## AIM OF THE EXERCISE
Please retype the data that follows, starting at the line containing "the red flower" and stopping after the last line.

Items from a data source
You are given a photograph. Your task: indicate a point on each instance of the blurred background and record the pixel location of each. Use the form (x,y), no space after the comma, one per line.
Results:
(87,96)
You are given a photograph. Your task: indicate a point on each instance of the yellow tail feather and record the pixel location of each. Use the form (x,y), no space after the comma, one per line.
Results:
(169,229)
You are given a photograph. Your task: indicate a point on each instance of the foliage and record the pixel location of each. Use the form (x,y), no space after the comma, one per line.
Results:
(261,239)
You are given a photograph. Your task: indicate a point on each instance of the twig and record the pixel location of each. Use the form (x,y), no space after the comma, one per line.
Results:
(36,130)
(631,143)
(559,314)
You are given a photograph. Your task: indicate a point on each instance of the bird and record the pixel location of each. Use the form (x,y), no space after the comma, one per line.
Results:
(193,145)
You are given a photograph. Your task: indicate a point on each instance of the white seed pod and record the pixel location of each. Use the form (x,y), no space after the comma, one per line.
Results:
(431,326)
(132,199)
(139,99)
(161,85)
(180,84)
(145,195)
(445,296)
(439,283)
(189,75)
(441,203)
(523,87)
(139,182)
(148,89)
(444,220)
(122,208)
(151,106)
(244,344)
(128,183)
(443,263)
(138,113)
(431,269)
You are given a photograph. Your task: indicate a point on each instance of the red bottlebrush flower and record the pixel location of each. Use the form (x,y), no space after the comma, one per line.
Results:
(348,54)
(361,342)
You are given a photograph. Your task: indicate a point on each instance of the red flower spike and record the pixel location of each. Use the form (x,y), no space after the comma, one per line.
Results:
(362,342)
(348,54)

## EXERCISE OUTPUT
You are given a photograph. Your task: indicate a point on each instance of the red flower spike and record the pixel location of each. Use the form (x,y), no space after the comma, one per line.
Results:
(362,342)
(348,54)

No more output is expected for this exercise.